Zu bearbeitende Aufgaben:
a) An welchem Tag findet laut dem Text über das Kesselhaus der Internationale Museumstag statt?
b) Schreiben Sie aus dem Text über das Kesselhaus alles zwischen „Weiler Architektur Wie“ und „dort zu sehen?“ wörtlich ab, beide Stellen eingeschlossen.

Weiler Architektur Wie die Textilfabrik zum Kulturhaus wurde

Beatrice Ehrlich
An den Mai-Wochenenden gibt es mehrere Möglichkeiten, das Industriedenkmal Kesselhaus zu erkunden. Foto: Beatrice Ehrlich

Das Industriedenkmal im Stadtteil Friedlingen öffnet im Mai gleich drei Mal seine Pforten aus besonderen Anlässen.

Nach dem Landwirtschaftsmuseum rückt in den kommenden Tagen das Weiler Kesselhaus im Stadtteil Friedlingen in den Vordergrund des Weiler Kulturlebens. Das Weiler ESC-Festival wird dort eröffnet. Barbara Brutscher, Leiterin der Weiler Museen, erklärt im Interview, was die Besucher dort noch erwartet.

Das Kesselhaus in Friedlingen öffnet im laufenden Monat Mai gleich drei Mal seine Pforten. Was gibt es dort zu sehen?

Tatsächlich haben wir einen ziemlich vollen Terminkalender in diesem Monat: Gestartet wird mit der ESC-Woche vom 11. bis 17. Mai, in der das Kulturamt unter Einschluss des Kesselhauses ein abwechslungsreiches Programm organisiert hat. Kaum steht der Sieger des ESC fest, folgt am Sonntag, 18. Mai, der Internationale Museumstag, der fest in der Jahresplanung steht. Hier haben alle städtischen Museen geöffnet und bieten ein kostenloses Rahmenprogramm an. Und abschließend, am dritten Wochenende des Monats, nimmt dann das Kesselhaus – die ehemalige Seidenspinnerei Schwarzenbach – am „Open House Basel 2025“ teil. An Arbeit fehlt es uns daher aktuell nicht.

Stichwort ESC: Wie wird das bevorstehende Großereignis in der Nachbarstadt Basel im Kesselhaus aufgegriffen?

Bereitgestellte Daten:
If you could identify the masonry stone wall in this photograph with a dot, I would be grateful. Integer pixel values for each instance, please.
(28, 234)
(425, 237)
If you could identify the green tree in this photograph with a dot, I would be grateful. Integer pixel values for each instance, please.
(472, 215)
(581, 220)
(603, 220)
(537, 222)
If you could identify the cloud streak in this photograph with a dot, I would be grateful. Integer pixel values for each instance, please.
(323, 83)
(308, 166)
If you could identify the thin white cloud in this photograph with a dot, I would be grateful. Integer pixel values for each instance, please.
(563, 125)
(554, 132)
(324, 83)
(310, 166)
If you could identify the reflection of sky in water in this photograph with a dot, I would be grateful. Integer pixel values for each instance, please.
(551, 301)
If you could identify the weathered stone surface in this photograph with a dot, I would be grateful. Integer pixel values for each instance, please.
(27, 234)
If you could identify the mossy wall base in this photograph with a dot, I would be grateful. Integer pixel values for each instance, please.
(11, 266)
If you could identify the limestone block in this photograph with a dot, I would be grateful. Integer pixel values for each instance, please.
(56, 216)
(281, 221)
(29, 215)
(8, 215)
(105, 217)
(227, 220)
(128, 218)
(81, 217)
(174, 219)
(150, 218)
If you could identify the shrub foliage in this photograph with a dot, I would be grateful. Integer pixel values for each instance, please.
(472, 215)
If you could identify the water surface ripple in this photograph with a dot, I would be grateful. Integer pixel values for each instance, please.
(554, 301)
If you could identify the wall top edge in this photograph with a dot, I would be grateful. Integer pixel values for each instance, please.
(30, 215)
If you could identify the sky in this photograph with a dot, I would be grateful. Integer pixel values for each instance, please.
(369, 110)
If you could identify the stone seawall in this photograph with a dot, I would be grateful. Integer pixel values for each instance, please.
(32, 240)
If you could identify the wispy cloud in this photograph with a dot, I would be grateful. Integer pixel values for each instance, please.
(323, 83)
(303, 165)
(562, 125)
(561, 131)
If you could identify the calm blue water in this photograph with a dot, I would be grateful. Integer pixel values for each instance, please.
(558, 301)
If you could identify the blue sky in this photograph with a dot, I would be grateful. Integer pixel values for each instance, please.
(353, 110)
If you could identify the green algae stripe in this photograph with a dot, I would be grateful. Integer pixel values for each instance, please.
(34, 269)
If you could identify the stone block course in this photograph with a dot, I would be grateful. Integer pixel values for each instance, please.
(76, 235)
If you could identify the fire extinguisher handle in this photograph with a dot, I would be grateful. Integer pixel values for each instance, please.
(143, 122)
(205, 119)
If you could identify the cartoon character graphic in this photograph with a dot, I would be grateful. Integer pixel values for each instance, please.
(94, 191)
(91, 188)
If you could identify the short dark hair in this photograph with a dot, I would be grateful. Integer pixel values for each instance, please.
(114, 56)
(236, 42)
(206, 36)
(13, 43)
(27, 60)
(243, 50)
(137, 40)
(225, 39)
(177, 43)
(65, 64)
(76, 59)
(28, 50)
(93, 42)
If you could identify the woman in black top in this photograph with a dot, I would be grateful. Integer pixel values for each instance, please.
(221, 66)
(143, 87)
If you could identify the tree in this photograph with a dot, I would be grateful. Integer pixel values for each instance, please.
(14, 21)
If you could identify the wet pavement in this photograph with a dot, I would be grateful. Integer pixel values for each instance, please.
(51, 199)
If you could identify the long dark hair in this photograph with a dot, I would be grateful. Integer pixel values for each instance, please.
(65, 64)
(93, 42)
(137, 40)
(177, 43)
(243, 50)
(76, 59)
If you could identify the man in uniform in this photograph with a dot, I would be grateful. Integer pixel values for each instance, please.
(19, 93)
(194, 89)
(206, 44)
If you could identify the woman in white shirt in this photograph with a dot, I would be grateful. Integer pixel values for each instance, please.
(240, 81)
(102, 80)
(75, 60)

Lösungen:
a) Am Sonntag, 18. Mai.

b)
Weiler Architektur Wie die Textilfabrik zum Kulturhaus wurde

Beatrice Ehrlich
An den Mai-Wochenenden gibt es mehrere Möglichkeiten, das Industriedenkmal Kesselhaus zu erkunden. Foto: Beatrice Ehrlich

Das Industriedenkmal im Stadtteil Friedlingen öffnet im Mai gleich drei Mal seine Pforten aus besonderen Anlässen.

Nach dem Landwirtschaftsmuseum rückt in den kommenden Tagen das Weiler Kesselhaus im Stadtteil Friedlingen in den Vordergrund des Weiler Kulturlebens. Das Weiler ESC-Festival wird dort eröffnet. Barbara Brutscher, Leiterin der Weiler Museen, erklärt im Interview, was die Besucher dort noch erwartet.

Das Kesselhaus in Friedlingen öffnet im laufenden Monat Mai gleich drei Mal seine Pforten. Was gibt es dort zu sehen?